> _Text passage_:
+++
1

I am running RowMatrix.computeSVD using scala, in UI it appears that one stage only the "treeAggregate" is running on the cluster and after that the UI of the application master shows nothing while the application continues to execute the computeSVD. so i am assuming that only the "treeAggregate" is running on the cluster and the rest on the driver.

Is there a way to let all the compute SVD to run on the cluster? the Driver normally has limited resources and computeSVD take a long time for a matrix of 9446*9446.

Francois Saab
  • 77
  • 1
  • 9

1 Answers1

0

Unfortunately it looks like modifying strategy is not possible without tinkering with private API.

Depending on the number of columns and k Spark automatically adjusts computation strategy and fully distributed mode with multiple passes is used only if both numbers are large and k is relatively high compared to the number of columns.

At the first glance you could trigger distributed computation by keeping k between nCol / 3 and ncol / 2.
+++
Rows excerpted from a collection:
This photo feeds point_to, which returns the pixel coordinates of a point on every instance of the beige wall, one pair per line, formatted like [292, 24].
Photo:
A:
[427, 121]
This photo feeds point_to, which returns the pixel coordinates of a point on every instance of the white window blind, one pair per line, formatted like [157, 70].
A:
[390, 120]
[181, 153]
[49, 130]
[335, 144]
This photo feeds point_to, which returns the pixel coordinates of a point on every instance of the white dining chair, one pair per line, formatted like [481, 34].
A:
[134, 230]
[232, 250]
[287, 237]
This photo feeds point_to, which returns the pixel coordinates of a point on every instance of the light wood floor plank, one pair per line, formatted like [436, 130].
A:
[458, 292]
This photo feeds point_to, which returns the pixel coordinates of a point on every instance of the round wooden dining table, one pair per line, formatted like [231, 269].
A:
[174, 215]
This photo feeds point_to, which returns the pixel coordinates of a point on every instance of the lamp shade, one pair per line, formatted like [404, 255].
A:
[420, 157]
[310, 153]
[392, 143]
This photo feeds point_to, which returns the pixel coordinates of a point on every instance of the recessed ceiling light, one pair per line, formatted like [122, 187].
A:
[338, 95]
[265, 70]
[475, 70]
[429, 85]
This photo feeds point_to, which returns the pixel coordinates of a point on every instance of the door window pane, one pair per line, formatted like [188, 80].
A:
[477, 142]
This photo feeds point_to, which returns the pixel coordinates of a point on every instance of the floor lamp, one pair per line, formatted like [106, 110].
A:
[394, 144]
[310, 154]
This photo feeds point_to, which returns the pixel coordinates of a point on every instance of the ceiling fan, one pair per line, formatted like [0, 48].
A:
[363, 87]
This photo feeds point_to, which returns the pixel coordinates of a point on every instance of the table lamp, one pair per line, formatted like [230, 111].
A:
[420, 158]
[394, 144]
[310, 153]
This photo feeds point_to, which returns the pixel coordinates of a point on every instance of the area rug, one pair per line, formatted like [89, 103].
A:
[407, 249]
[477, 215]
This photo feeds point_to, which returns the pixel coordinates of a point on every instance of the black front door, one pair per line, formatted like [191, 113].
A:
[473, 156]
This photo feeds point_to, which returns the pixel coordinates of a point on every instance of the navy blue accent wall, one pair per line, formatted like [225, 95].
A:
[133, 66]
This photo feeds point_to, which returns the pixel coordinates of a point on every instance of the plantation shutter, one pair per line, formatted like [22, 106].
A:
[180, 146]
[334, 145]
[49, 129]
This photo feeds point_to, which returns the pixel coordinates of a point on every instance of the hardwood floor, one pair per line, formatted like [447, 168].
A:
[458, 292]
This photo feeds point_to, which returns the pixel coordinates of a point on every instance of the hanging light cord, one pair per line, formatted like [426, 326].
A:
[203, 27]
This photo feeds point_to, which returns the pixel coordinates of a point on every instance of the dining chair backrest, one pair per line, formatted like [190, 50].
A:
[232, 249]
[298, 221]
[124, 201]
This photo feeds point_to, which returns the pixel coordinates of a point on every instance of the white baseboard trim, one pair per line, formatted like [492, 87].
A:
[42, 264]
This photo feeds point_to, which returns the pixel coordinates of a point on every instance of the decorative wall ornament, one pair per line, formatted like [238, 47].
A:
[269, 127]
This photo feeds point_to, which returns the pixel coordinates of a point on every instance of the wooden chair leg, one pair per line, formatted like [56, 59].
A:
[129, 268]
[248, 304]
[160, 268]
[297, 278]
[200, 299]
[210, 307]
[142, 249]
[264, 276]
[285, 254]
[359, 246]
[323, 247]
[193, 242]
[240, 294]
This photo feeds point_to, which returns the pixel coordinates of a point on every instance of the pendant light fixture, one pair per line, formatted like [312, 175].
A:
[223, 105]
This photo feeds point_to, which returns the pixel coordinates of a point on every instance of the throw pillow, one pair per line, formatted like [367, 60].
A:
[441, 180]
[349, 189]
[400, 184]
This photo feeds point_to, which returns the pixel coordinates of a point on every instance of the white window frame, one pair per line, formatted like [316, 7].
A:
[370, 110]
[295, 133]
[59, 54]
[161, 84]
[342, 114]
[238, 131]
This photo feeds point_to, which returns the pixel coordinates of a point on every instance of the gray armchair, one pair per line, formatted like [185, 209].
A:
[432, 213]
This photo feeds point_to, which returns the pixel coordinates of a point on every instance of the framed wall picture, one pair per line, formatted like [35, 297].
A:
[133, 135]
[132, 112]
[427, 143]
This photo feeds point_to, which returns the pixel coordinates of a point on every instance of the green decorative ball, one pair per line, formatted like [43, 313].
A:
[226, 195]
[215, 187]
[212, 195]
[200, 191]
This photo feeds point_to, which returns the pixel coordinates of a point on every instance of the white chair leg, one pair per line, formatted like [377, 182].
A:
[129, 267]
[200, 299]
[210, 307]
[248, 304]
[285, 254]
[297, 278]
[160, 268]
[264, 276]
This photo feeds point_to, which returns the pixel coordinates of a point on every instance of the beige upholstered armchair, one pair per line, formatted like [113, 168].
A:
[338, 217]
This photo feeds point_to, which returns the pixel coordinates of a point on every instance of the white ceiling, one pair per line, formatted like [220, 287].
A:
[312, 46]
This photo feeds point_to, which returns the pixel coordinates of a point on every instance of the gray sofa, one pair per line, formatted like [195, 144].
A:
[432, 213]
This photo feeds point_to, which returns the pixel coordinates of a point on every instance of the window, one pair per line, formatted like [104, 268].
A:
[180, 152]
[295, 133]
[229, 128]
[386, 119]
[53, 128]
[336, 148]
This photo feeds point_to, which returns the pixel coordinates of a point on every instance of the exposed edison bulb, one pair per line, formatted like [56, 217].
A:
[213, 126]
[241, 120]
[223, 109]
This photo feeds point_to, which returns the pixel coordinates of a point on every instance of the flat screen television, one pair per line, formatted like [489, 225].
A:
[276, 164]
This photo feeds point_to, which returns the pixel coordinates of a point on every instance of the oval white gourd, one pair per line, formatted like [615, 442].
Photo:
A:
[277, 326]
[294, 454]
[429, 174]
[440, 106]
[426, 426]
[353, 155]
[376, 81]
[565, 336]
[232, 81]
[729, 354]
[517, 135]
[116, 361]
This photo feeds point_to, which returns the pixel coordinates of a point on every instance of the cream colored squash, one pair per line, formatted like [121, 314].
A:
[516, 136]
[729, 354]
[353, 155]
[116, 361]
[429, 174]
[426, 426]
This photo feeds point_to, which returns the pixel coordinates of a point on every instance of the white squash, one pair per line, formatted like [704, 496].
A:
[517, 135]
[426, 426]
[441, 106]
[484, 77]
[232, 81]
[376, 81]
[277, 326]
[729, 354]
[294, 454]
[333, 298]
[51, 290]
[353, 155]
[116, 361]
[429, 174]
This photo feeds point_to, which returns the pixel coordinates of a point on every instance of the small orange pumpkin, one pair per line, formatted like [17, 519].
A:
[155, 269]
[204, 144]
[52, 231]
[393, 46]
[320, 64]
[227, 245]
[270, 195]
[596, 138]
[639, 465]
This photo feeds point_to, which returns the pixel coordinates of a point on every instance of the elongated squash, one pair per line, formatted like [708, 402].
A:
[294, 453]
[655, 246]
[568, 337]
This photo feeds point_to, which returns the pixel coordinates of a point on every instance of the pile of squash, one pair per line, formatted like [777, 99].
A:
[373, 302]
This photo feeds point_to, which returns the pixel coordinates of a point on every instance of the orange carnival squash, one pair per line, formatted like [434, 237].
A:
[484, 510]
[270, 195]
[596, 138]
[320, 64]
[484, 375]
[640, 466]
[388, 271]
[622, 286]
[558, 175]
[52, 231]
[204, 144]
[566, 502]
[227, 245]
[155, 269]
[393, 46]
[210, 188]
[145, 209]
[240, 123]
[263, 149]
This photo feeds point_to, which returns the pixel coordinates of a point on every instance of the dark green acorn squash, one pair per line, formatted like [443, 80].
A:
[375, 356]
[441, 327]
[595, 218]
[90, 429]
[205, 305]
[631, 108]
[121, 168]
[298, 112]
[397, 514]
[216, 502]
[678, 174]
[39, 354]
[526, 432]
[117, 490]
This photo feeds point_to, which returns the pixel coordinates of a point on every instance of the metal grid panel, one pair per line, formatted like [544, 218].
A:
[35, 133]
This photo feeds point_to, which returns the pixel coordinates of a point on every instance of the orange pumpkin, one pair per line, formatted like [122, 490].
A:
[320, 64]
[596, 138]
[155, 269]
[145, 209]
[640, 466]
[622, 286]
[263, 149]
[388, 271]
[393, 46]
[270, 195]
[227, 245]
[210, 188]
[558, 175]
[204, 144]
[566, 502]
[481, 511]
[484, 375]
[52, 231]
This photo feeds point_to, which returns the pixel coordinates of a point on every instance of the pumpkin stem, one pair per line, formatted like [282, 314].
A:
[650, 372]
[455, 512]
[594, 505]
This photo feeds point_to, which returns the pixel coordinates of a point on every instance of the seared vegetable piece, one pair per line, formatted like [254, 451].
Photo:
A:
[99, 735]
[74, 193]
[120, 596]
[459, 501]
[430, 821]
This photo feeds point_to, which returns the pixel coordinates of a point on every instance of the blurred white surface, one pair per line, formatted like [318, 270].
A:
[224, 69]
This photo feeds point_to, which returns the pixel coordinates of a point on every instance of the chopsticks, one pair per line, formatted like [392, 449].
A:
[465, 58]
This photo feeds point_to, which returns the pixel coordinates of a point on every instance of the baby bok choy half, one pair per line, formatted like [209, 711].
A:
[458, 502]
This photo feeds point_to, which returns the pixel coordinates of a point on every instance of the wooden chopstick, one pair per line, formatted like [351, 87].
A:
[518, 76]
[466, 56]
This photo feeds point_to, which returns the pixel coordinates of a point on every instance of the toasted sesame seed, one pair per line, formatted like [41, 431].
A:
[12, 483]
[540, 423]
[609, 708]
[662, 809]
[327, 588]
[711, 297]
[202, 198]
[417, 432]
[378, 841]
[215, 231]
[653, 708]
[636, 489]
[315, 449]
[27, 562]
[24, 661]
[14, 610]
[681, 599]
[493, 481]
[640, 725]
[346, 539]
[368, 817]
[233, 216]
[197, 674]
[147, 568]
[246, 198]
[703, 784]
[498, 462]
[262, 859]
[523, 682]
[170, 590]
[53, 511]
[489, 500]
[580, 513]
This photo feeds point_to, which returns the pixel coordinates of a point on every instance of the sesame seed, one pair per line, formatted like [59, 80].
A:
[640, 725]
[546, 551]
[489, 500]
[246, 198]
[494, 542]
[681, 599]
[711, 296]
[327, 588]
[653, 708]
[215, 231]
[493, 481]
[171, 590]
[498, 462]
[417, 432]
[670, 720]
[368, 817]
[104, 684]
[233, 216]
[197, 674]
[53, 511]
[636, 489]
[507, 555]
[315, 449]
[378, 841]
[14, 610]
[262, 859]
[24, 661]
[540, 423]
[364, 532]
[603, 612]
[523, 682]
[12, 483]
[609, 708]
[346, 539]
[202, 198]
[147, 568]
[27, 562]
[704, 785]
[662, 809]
+++
> _Exercise instructions_:
[1] In the computeSVD thread, which stage does the user see running on the cluster?
[2] Render this sentence from the computeSVD thread in Spanish: "Unfortunately it looks like modifying strategy is not possible without tinkering with private API."
The rows have no connection to the computeSVD thread.

> _Outputs by task_:
[1] The "treeAggregate" stage.

[2] Lamentablemente, parece que no es posible modificar la estrategia sin manipular la API privada.